> Brano citato
○ ○ ○
Enrico Letta, segretario del Pd. Oltre due mesi di guerra e nessun segnale verso una tregua.

Usciamo da una settimana terribile: il primo forte tentativo verso una tregua, quello del segretario generale dell’Onu Guterres, è finito male, con il bombardamento su Kiev proprio mentre lui incontrava Zelensky. Una umiliazione delle Nazioni Unite che dimostra l’evidente indisponibilità della Russia a fare passi avanti. Ci avevo sperato molto, l’esito è drammatico e sconfortante: se si arriva a umiliare persino l’Onu davvero mi chiedo come se ne potrà uscire.

L’atteggiamento di Usa e Regno Unito non aiuta…

La narrazione del premier britannico Johnson, con l’evocazione di un attacco sul suolo russo, è totalmente fuori fuoco. Parole fuorvianti che hanno effetti negativi anche sulle opinioni pubbliche.

Gli Usa stanziano 20 miliardi per nuove armi da inviare in Ucraina.

Non c’è dubbio che questa decisione contenga un messaggio di sfiducia su una fine rapida del conflitto.
○ ○ ○
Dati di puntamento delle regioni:
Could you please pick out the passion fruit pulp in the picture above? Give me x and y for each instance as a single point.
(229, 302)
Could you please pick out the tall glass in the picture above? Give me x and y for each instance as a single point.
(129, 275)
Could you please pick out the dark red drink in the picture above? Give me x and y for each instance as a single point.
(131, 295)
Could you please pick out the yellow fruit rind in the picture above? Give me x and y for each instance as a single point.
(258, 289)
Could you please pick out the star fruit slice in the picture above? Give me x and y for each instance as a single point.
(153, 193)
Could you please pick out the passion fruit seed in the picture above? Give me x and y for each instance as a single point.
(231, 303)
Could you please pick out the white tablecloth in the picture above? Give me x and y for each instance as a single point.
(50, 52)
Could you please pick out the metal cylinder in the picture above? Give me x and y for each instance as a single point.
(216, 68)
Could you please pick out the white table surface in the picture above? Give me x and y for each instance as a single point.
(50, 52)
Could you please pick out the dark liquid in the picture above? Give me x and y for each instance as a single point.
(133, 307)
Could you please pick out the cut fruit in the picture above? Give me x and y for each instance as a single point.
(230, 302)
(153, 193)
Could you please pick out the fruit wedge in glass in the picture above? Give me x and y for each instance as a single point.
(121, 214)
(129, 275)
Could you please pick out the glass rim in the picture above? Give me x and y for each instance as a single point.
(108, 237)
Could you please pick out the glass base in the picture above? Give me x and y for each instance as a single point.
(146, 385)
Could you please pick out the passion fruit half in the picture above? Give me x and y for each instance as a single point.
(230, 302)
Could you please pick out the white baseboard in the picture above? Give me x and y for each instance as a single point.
○ ○ ○
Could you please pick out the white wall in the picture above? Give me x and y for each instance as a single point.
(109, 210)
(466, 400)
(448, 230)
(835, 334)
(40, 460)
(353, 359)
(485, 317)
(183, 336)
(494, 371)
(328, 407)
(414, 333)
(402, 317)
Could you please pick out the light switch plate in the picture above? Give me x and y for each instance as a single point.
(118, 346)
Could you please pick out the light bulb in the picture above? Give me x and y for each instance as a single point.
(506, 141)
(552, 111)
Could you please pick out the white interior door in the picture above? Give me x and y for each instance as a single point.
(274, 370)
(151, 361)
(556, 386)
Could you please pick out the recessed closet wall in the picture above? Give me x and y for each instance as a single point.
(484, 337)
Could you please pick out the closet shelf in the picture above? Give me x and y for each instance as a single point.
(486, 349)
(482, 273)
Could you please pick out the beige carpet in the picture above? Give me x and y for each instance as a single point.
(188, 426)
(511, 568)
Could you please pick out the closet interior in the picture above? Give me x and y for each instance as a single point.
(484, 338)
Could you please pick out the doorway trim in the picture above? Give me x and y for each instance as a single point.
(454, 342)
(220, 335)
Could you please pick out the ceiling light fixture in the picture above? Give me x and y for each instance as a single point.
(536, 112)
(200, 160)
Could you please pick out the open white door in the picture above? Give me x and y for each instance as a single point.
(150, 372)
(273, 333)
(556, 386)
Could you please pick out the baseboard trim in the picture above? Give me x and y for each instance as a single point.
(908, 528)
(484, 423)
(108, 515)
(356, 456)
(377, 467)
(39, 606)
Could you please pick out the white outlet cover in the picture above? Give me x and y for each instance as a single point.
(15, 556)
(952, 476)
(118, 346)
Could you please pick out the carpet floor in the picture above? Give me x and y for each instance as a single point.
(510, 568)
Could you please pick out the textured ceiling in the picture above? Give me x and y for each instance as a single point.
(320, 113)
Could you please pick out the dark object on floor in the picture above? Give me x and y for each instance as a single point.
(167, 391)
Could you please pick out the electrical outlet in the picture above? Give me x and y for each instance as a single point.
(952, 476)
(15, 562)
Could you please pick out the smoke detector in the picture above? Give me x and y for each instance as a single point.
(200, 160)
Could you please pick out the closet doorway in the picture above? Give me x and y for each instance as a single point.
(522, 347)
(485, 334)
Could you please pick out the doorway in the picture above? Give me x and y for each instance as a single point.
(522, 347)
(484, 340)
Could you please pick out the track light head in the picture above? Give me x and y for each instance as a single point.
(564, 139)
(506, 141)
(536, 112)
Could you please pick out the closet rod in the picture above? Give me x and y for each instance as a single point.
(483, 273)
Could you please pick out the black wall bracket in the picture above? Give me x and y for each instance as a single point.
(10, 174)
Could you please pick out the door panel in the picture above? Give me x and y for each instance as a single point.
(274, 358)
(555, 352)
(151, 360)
○ ○ ○
Traduci in inglese questa frase del brano citato: "Gli Usa stanziano 20 miliardi per nuove armi da inviare in Ucraina."

> Risultato dell'esercizio
The US is allocating 20 billion for new weapons to be sent to Ukraine.